:: Information ::

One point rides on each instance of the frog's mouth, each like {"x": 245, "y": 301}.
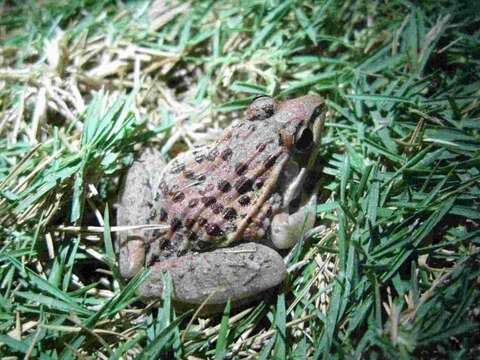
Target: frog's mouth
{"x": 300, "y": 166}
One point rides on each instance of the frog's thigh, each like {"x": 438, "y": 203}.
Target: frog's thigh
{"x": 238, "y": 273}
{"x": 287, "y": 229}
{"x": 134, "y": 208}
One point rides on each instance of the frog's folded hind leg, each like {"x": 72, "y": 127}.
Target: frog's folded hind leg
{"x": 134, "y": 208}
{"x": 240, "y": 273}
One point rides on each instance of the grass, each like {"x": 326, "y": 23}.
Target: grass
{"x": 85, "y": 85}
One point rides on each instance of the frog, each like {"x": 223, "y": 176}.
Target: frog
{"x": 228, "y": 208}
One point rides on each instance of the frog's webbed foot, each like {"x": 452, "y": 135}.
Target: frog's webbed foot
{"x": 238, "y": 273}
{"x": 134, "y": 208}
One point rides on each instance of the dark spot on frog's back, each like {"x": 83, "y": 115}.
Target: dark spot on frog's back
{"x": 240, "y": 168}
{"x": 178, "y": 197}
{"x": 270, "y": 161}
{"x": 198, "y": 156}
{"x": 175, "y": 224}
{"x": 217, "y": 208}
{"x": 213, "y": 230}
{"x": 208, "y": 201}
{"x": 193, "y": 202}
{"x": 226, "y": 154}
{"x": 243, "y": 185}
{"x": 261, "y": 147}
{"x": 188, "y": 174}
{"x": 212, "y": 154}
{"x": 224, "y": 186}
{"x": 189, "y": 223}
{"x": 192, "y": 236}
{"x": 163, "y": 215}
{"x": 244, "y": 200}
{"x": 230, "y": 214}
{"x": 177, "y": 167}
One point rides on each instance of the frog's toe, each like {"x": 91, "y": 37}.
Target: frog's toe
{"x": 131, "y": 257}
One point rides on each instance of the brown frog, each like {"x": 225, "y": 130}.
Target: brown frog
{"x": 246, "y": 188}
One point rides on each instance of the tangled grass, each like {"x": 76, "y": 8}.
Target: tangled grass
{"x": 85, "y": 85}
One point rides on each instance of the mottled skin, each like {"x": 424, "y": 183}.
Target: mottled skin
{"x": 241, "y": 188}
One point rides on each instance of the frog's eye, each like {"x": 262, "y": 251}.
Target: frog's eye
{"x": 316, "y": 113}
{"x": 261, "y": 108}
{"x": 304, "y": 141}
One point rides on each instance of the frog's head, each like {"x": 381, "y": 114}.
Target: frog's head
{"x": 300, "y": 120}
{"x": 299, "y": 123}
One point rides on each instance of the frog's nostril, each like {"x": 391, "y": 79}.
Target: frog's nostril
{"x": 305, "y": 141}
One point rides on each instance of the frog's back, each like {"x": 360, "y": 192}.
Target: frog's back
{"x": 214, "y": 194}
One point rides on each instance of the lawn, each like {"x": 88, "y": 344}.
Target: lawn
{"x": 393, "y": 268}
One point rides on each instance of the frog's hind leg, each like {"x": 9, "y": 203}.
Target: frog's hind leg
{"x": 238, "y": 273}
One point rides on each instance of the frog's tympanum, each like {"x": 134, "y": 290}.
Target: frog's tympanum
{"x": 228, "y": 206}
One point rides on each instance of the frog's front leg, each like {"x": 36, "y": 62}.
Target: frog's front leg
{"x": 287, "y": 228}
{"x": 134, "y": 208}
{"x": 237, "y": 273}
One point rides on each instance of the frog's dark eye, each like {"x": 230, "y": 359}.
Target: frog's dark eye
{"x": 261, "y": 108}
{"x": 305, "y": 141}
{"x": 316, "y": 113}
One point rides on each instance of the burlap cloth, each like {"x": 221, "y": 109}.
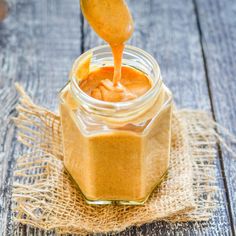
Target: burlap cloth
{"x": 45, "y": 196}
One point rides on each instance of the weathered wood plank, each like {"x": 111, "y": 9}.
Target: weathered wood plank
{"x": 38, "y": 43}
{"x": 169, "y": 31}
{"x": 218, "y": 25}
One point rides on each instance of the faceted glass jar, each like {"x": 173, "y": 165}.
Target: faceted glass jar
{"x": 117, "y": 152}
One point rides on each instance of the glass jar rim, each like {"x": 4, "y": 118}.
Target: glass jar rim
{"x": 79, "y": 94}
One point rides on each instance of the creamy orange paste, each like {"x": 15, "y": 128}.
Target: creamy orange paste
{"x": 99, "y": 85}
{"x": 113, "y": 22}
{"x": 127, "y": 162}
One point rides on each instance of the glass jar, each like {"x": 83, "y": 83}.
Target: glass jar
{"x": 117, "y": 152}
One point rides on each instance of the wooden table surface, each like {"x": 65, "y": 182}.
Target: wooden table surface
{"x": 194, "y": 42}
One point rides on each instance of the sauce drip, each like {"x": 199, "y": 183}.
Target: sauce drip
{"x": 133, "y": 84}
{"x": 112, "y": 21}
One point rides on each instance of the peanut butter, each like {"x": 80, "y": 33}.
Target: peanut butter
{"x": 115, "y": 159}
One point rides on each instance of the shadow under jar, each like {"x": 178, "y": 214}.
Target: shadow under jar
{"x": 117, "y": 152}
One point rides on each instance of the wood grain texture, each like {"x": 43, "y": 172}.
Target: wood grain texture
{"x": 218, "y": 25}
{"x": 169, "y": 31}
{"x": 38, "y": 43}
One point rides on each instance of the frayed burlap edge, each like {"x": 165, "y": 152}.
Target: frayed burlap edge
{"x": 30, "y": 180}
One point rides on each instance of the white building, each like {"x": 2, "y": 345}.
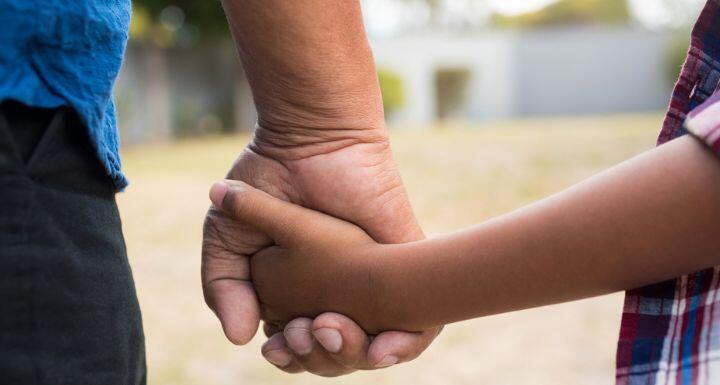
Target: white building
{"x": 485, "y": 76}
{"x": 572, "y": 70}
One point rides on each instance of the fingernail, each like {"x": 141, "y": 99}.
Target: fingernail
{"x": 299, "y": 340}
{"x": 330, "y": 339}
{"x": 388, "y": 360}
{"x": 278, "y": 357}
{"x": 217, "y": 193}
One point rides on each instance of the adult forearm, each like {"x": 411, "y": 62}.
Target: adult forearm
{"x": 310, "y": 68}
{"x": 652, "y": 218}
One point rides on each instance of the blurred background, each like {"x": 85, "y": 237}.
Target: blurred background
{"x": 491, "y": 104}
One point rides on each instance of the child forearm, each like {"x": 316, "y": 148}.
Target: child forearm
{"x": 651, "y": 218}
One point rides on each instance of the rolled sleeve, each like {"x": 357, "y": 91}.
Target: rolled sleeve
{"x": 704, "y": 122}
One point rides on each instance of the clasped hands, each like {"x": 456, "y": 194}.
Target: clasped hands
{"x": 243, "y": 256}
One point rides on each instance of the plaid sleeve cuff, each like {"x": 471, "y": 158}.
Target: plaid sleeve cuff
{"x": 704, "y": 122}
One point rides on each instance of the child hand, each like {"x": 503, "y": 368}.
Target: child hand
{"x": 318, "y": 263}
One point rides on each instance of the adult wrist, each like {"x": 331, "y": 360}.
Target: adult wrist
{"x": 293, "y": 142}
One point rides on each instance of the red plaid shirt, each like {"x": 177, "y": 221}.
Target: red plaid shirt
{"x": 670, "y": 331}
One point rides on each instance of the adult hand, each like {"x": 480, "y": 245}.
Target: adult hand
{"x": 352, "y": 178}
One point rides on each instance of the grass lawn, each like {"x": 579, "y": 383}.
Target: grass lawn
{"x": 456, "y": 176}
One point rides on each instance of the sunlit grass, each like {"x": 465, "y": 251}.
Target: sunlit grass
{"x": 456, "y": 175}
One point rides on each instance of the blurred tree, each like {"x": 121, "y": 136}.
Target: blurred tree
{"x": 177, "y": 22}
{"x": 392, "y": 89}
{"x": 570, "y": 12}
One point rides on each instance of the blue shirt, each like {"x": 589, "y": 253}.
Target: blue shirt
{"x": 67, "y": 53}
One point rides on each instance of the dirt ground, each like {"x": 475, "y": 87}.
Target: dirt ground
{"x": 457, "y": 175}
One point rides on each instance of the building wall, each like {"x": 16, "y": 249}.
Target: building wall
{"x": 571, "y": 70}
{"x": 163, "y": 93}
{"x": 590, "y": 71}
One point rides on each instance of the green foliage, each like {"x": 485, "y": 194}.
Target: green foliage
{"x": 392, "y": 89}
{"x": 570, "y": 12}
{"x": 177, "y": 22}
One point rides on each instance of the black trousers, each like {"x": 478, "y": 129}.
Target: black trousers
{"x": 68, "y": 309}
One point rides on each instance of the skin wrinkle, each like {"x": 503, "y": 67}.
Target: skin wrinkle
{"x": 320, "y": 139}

:::

What needs to be done:
Transcribe the records above exactly, beginning at the line that contains "One point rides on each instance of the frog's eye, each" and ending with the line that contains "One point rides on each instance of the frog's back, each", both included, and nothing else.

Exercise answer:
One point rides on each instance of the frog's eye, each like {"x": 262, "y": 251}.
Target: frog's eye
{"x": 316, "y": 113}
{"x": 261, "y": 108}
{"x": 304, "y": 141}
One point rides on each instance of the frog's head, each like {"x": 381, "y": 114}.
Target: frog's head
{"x": 300, "y": 120}
{"x": 299, "y": 123}
One point rides on each instance of the frog's nostril, each like {"x": 391, "y": 79}.
Target: frog's nostril
{"x": 305, "y": 141}
One point rides on each instance of the frog's back, each like {"x": 360, "y": 192}.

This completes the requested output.